La consigna: Reproduce sin cambios la parte del texto sobre el teorema del caracol que empieza en las palabras "La concha del" y termina después de "la sociedad humana.".

Fragmento del documento:
* * * * *

La concha del caracol (Agamben)





Cualesquiera que sean las razones profundas del ocaso de Occidente, cuya crisis vivimos actualmente en todos los sentidos decisivos, es posible resumir su desenlace extremo en lo que, retomando una imagen icónica de Ivan Illich, podríamos llamar el «teorema del caracol». «Si el caracol», afirma el teorema, «después de haber añadido un cierto número de espirales a su concha, en lugar de detenerse, continuara su crecimiento, una sola espiral más aumentaría 16 veces el peso de su casa y el caracol sería inexorablemente aplastado». Esto es lo que está ocurriendo en la especie que un tiempo se llamó homo sapiens con respecto al desarrollo tecnológico y, en general, a la hipertrofia de los dispositivos jurídicos, científicos e industriales que caracterizan a la sociedad humana.

Siempre han sido indispensables para la vida de ese mamífero especial que es el hombre, cuyo nacimiento prematuro implica una prolongación de la condición infantil, en la que el pequeño es incapaz de proveer a su supervivencia. Pero, como suele ocurrir, precisamente en aquello que asegura su salvación se esconde un peligro mortal. Los científicos que, como el brillante anatomista holandés Lodewijk Bolk, han reflexionado sobre la condición singular de la especie humana, han extraído, de hecho, consecuencias por decir poco pesimistas sobre el futuro de la civilización. Con el paso del tiempo, el creciente desarrollo de las tecnologías y las estructuras sociales produce una inhibición real de la vitalidad, que es preludio de una posible desaparición de la especie. De hecho, el acceso a la etapa adulta se aplaza cada vez más, el crecimiento del organismo se ralentiza cada vez más y la duración de la vida ―y, por tanto, de la vejez― se prolonga. «El progreso de esta inhibición del proceso vital», escribe Bolk, «no puede sobrepasar un cierto límite sin que la vitalidad, sin que la fuerza de resistencia a las influencias nefastas del mundo exterior, en resumen, sin que la existencia del hombre se vea comprometida. Cuanto más avanza la humanidad por el camino de la humanización, más se acerca a ese punto fatal en el que el progreso significará destrucción. Y ciertamente no está en la naturaleza del hombre detenerse ante esto».

* * * * *

Ítems del conjunto:
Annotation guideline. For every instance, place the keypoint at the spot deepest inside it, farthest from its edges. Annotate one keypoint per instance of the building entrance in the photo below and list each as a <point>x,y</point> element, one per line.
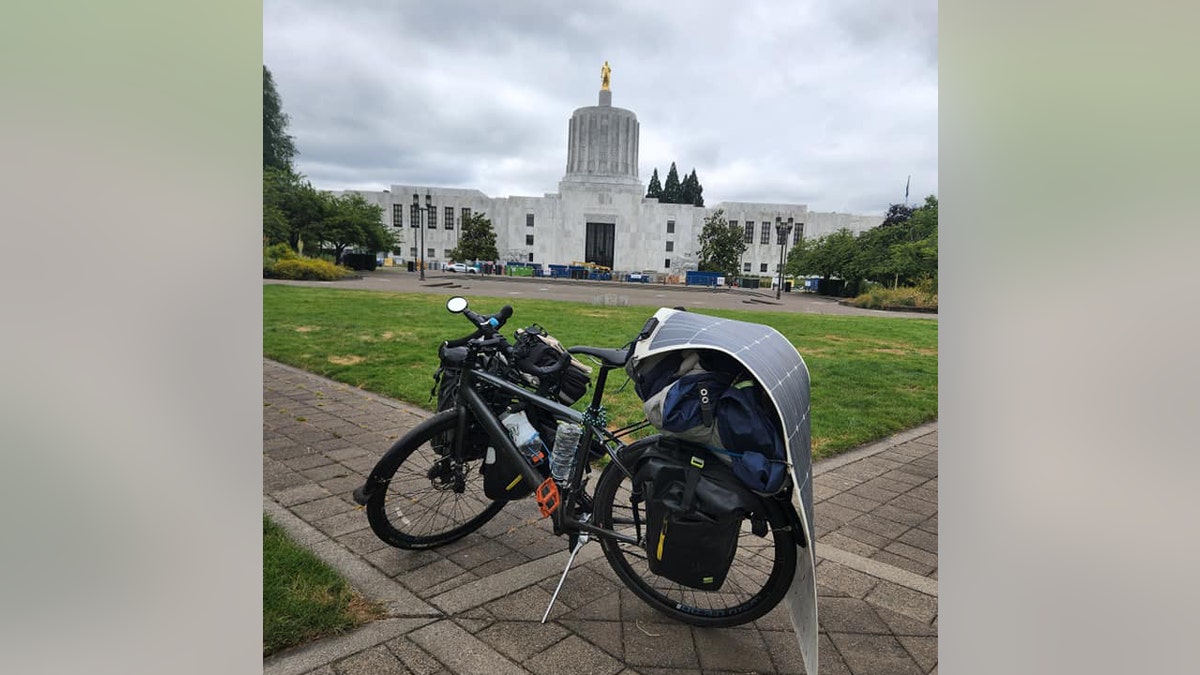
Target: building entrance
<point>600,243</point>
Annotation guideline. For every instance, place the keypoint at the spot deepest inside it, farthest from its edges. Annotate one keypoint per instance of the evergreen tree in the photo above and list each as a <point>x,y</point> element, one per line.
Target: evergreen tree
<point>477,240</point>
<point>655,189</point>
<point>688,190</point>
<point>697,197</point>
<point>277,145</point>
<point>672,190</point>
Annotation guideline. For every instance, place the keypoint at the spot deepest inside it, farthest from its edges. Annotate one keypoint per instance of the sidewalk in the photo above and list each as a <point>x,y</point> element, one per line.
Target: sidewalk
<point>474,607</point>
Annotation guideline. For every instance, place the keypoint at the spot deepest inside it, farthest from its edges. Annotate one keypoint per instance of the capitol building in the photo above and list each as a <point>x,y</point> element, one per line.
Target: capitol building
<point>600,213</point>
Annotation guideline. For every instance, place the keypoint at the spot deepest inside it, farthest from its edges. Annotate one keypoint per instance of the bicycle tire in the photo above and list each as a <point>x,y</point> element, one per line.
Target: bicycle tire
<point>757,580</point>
<point>417,503</point>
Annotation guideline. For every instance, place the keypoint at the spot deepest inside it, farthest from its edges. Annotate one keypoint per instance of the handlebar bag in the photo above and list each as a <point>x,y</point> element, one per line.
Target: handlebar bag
<point>445,378</point>
<point>535,351</point>
<point>694,513</point>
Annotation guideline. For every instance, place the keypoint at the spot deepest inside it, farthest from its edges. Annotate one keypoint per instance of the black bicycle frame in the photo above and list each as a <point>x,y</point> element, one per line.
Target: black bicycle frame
<point>472,402</point>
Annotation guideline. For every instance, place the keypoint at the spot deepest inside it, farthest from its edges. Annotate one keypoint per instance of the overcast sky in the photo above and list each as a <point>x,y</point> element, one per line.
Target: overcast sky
<point>831,103</point>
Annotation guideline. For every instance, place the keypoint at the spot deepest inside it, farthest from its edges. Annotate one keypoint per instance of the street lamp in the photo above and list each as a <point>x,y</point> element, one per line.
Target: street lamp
<point>418,209</point>
<point>781,231</point>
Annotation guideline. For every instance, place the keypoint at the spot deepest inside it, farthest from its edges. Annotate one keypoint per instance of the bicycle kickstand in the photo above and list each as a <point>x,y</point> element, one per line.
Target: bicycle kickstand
<point>579,544</point>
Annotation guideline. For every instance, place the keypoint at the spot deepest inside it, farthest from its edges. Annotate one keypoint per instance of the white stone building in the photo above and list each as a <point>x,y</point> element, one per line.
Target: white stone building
<point>599,214</point>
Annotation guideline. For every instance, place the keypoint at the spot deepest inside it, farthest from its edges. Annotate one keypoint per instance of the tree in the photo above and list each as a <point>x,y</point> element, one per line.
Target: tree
<point>897,214</point>
<point>688,189</point>
<point>720,245</point>
<point>655,189</point>
<point>829,255</point>
<point>477,240</point>
<point>292,208</point>
<point>672,191</point>
<point>697,195</point>
<point>277,145</point>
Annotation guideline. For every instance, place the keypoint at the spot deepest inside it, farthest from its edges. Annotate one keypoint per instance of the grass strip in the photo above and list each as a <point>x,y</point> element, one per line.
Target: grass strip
<point>870,376</point>
<point>303,597</point>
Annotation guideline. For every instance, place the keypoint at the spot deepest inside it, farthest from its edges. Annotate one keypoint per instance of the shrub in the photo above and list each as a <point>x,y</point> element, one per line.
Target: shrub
<point>307,269</point>
<point>275,254</point>
<point>880,298</point>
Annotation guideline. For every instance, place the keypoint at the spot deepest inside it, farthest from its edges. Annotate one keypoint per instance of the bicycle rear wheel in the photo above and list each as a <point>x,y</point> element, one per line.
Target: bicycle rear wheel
<point>759,577</point>
<point>430,497</point>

* * * * *

Respuesta al ejercicio:
La concha del caracol (Agamben)





Cualesquiera que sean las razones profundas del ocaso de Occidente, cuya crisis vivimos actualmente en todos los sentidos decisivos, es posible resumir su desenlace extremo en lo que, retomando una imagen icónica de Ivan Illich, podríamos llamar el «teorema del caracol». «Si el caracol», afirma el teorema, «después de haber añadido un cierto número de espirales a su concha, en lugar de detenerse, continuara su crecimiento, una sola espiral más aumentaría 16 veces el peso de su casa y el caracol sería inexorablemente aplastado». Esto es lo que está ocurriendo en la especie que un tiempo se llamó homo sapiens con respecto al desarrollo tecnológico y, en general, a la hipertrofia de los dispositivos jurídicos, científicos e industriales que caracterizan a la sociedad humana.